- **Instruction**:
Find the line containing "Identify one point per instance of the glass". Return it and every line after it, unchanged, up to and including the last line.

* * * *

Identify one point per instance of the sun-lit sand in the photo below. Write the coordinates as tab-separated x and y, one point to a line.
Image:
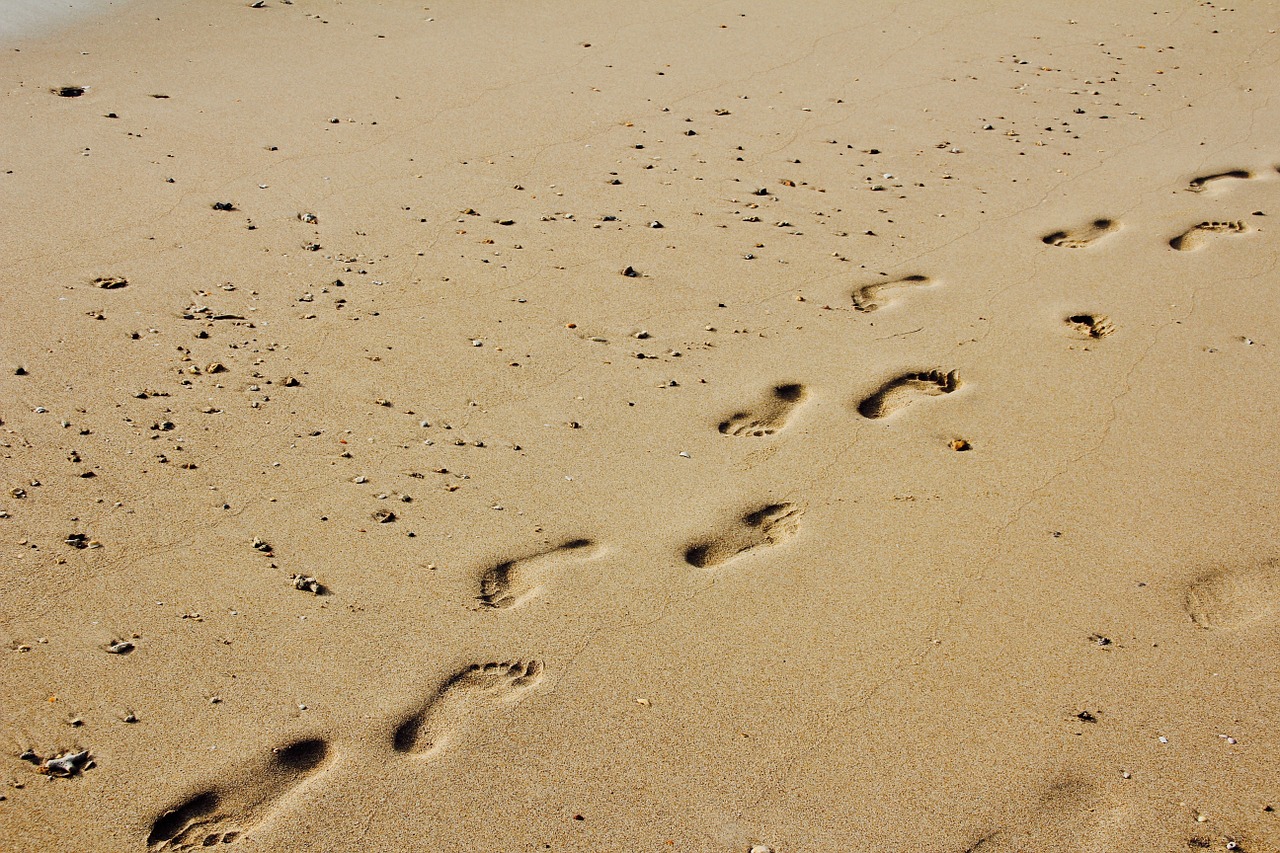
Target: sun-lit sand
640	427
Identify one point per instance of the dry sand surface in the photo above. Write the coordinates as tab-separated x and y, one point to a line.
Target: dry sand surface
641	427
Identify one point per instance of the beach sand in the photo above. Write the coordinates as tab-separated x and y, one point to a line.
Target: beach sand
654	427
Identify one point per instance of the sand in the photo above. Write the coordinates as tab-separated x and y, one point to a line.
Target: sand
653	427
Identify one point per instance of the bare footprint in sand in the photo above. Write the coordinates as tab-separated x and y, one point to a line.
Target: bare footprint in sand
1068	817
901	391
1196	236
1082	237
229	811
767	416
1230	598
871	297
461	698
1089	325
768	525
517	580
1205	181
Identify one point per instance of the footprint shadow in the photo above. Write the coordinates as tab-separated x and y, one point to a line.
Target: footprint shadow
1234	597
1082	237
904	389
767	525
872	297
456	703
512	583
1197	236
231	810
768	415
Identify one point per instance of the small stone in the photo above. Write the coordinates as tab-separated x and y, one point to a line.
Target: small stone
67	763
306	583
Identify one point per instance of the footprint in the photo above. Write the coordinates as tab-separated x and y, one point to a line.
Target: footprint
231	811
1194	236
1089	325
1230	598
456	703
769	415
1082	237
868	297
897	393
1069	815
516	582
1201	183
768	525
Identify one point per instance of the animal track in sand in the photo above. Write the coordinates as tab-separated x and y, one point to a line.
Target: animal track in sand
229	811
1230	598
1202	183
768	525
517	580
457	702
767	416
1196	236
901	391
868	297
1089	325
1082	237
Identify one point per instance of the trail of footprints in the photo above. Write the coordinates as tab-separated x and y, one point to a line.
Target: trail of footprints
228	811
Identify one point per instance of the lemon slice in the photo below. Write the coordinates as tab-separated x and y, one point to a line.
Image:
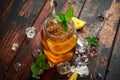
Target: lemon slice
73	76
78	23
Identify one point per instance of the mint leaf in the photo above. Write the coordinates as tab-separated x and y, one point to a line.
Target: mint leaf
40	58
58	18
62	16
35	69
64	26
69	14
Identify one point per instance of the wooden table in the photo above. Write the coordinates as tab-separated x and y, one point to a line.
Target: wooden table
17	15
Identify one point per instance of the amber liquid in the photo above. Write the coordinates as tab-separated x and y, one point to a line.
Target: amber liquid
58	51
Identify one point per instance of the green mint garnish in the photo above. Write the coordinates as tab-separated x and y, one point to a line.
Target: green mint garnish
93	41
39	64
64	18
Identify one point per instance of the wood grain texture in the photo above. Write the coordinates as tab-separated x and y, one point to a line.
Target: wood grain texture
12	29
105	30
113	72
35	43
17	15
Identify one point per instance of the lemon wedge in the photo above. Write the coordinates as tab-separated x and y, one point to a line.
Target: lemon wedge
78	23
73	76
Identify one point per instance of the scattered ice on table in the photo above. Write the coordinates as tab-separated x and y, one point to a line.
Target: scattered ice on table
30	32
14	46
17	66
82	70
63	68
81	45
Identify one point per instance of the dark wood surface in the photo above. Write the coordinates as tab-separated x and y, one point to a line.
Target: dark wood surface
17	15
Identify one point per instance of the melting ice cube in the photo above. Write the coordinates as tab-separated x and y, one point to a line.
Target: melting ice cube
30	32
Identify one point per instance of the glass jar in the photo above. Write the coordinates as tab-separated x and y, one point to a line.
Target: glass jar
58	45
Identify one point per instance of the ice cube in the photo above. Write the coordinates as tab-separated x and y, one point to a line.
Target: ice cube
82	70
30	32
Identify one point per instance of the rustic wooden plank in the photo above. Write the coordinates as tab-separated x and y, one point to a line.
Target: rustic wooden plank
113	72
105	29
12	29
26	59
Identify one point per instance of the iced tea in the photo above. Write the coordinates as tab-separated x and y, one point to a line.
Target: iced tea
58	45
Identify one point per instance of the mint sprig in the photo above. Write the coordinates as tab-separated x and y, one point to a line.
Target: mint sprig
39	64
92	40
64	18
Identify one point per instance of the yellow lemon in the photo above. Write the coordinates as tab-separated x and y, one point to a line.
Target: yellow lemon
78	23
73	76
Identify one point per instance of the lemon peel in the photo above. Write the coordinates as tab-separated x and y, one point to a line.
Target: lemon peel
78	23
73	76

* * * *

- **Answer in full**:
Identify one point per instance of the glass jar in the photo above. Write the coordinates as tab-separated x and y, one point to a line.
Target: glass jar
58	45
Identify one point per instance of the ice cube in the photo above. Write the coordinates as tab-separated x and y, one point to a line.
Target: ice cube
82	70
30	32
Identify one point per instance of the rustic wooden plank in the photo above. Write the coordinates as tab-separated x and y, one point to a line.
Target: rustic wooden plank
113	72
105	29
12	29
26	59
Identify one point per instance of the iced tea in the photo above. Write the coordinates as tab-separated x and y, one point to a line.
Target: iced tea
58	45
Identify one point per instance of the mint sprig in the photo above. Write the coordinates as tab-separated x and y, one point to a line.
Target: mint sprig
39	64
92	40
64	18
Identify one point per instance of the yellow lemon in the photo above. Write the coordinates as tab-separated x and y, one point to a line.
Target: yellow lemon
78	23
73	76
Identify one point per instance of the lemon peel in the photo above. Write the coordinates as tab-separated x and y, one point to a line.
Target: lemon peel
78	23
73	76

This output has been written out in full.